▶ _Gestellte Aufgabe 1_
Welches Bundesland hat laut dem Text zum Gentechnikgesetz gegen dieses Gesetz Klage erhoben?

▶ _Lesetext_
· · · ·

Karlsruhe. .
Die Zukunft der Gentechnik in der Landwirtschaft steht am vor Gericht. Das Bundesverfassungsgericht verhandelt das Gentechnikgesetz. Es regelt die Vorschriften, die Bauern beim Anbau gentechnisch veränderter Pflanzen beachten müssen. Das Land Sachsen-Anhalt will die strengen Vorschriften kippen.
Die Überschrift der Verhandlungsgliederung des Bundesverfassungsgerichts klingt nichtssagend: „Gentechnikgesetz“ lautet sie und bezieht sich auf eine Klage des Landes Sachsen-Anhalt zu Haftungsregelungen und Vorschriften, die Bauern beim Anbau gentechnisch veränderter Pflanzen zu beachten haben. Doch womöglich nimmt Karlsruhe die Verhandlung zum Anlass, sich grundsätzlich zu der umstrittenen Technologie zu äußern. Dafür sprechen zumindest die ersten Gliederungspunkte, die unter anderem „Nutzen und Risiken des Einsatzes gentechnisch veränderter Organismen“ thematisieren.

· · · ·

(Gespeicherte Einträge des Datensatzes)
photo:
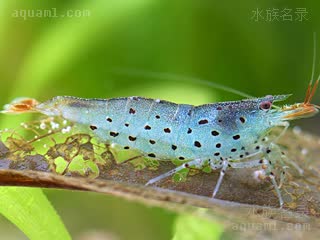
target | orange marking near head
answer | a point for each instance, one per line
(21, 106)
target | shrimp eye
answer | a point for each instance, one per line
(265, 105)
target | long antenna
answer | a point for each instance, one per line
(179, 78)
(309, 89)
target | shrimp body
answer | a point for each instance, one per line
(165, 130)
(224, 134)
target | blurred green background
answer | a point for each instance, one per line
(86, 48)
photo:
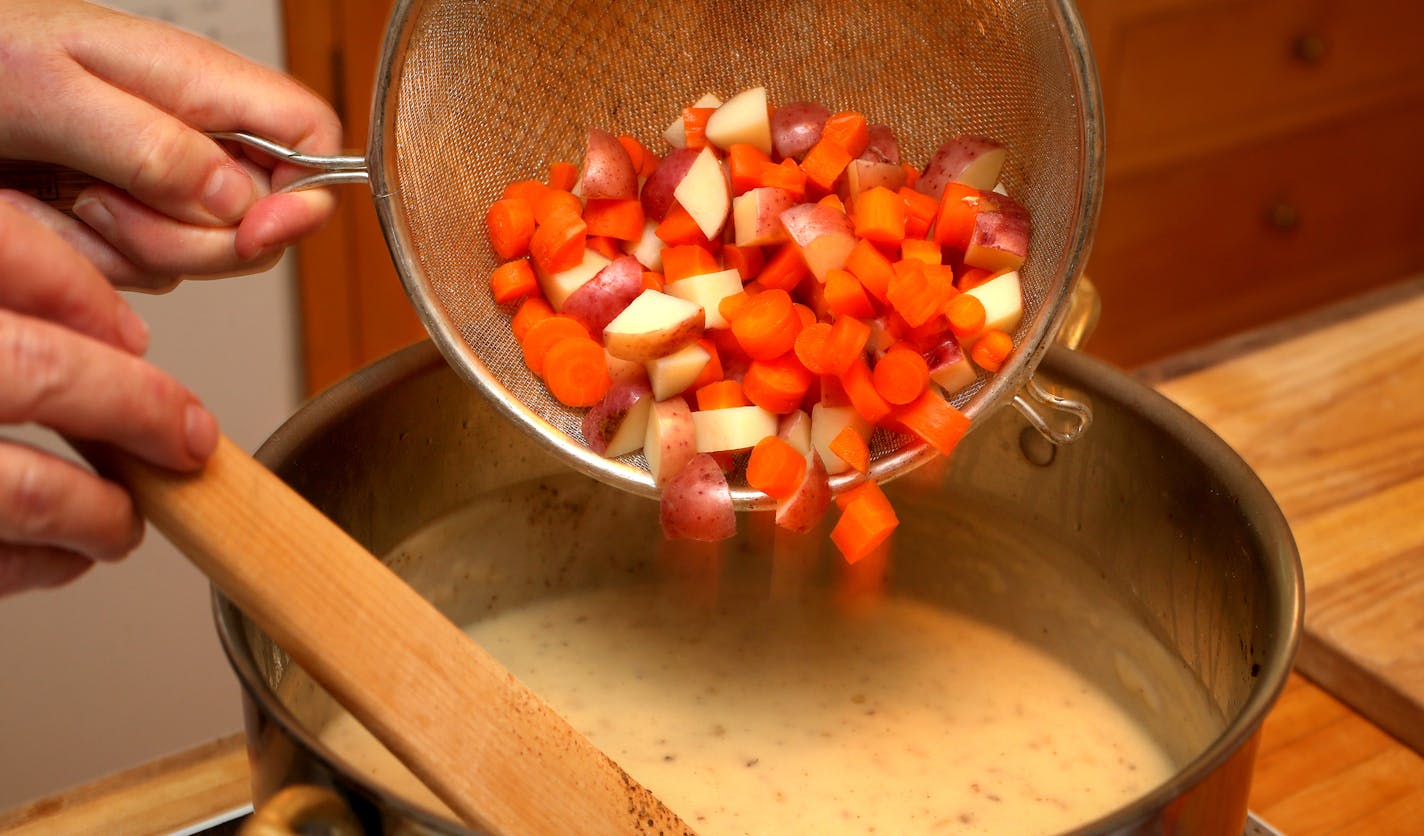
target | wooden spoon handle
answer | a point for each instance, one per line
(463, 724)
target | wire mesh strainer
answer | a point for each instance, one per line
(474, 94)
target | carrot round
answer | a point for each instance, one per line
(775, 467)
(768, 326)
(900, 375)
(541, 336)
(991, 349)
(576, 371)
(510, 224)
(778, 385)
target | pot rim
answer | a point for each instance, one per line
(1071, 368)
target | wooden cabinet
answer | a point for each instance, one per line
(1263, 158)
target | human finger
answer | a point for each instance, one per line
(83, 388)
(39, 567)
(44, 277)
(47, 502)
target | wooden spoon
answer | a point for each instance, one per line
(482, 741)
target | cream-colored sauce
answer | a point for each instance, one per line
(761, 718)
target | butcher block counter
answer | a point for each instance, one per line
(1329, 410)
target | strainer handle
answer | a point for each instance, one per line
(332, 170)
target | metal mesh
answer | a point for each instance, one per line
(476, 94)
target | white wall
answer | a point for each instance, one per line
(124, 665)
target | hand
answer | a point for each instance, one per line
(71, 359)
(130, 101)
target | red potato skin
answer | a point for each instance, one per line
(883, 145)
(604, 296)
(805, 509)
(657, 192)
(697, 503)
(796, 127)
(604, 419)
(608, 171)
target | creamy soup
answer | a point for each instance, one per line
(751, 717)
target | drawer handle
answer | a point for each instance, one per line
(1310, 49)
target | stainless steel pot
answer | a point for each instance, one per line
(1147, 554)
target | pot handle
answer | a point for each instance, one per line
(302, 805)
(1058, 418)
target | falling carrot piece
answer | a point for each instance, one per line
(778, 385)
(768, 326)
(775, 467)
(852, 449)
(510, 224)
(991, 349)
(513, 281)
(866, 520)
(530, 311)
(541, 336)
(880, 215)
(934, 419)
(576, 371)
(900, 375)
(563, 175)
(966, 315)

· · · ·

▶ _Gestellte Aufgabe 2_
Wandle die Zeilen der Einträge in eine nummerierte Liste um, beginnend mit der Zeile mit "target | shrimp eye" bis einschließlich der Zeile mit "(1058, 418)". Lass dabei leere Zeilen und die Bilder weg.

▶ _Erwartete Ausgabe 1_
Sachsen-Anhalt.

▶ _Erwartete Ausgabe 2_
1. target | shrimp eye
2. answer | a point for each instance, one per line
3. (265, 105)
4. target | long antenna
5. answer | a point for each instance, one per line
6. (179, 78)
7. (309, 89)
8. target | shrimp body
9. answer | a point for each instance, one per line
10. (165, 130)
11. (224, 134)
12. target | blurred green background
13. answer | a point for each instance, one per line
14. (86, 48)
15. photo:
16. target | wooden spoon handle
17. answer | a point for each instance, one per line
18. (463, 724)
19. target | wire mesh strainer
20. answer | a point for each instance, one per line
21. (474, 94)
22. target | carrot round
23. answer | a point for each instance, one per line
24. (775, 467)
25. (768, 326)
26. (900, 375)
27. (541, 336)
28. (991, 349)
29. (576, 371)
30. (510, 224)
31. (778, 385)
32. target | pot rim
33. answer | a point for each instance, one per line
34. (1071, 368)
35. target | wooden cabinet
36. answer | a point for each instance, one per line
37. (1263, 158)
38. target | human finger
39. answer | a point for each instance, one per line
40. (83, 388)
41. (39, 567)
42. (44, 277)
43. (47, 502)
44. target | wooden spoon
45. answer | a point for each instance, one per line
46. (482, 741)
47. target | cream-colored sauce
48. answer | a point for each instance, one per line
49. (761, 718)
50. target | butcher block counter
51. answer | a point for each instance, one per line
52. (1329, 410)
53. target | strainer handle
54. answer | a point for each instance, one per line
55. (332, 170)
56. target | metal mesh
57. answer | a point for each instance, one per line
58. (476, 94)
59. target | white wall
60. answer | a point for each instance, one per line
61. (124, 665)
62. target | hand
63. answer | a point for each instance, one per line
64. (71, 359)
65. (130, 101)
66. target | red potato skin
67. answer | a point for each instance, one per line
68. (883, 145)
69. (604, 296)
70. (805, 509)
71. (657, 192)
72. (697, 503)
73. (796, 127)
74. (604, 419)
75. (608, 171)
76. target | creamy soup
77. answer | a point for each instance, one per line
78. (751, 717)
79. target | drawer handle
80. answer | a point for each instance, one per line
81. (1310, 49)
82. target | stainless steel pot
83. answer | a point for each instance, one per line
84. (1147, 554)
85. target | pot handle
86. answer | a point for each instance, one per line
87. (302, 805)
88. (1058, 418)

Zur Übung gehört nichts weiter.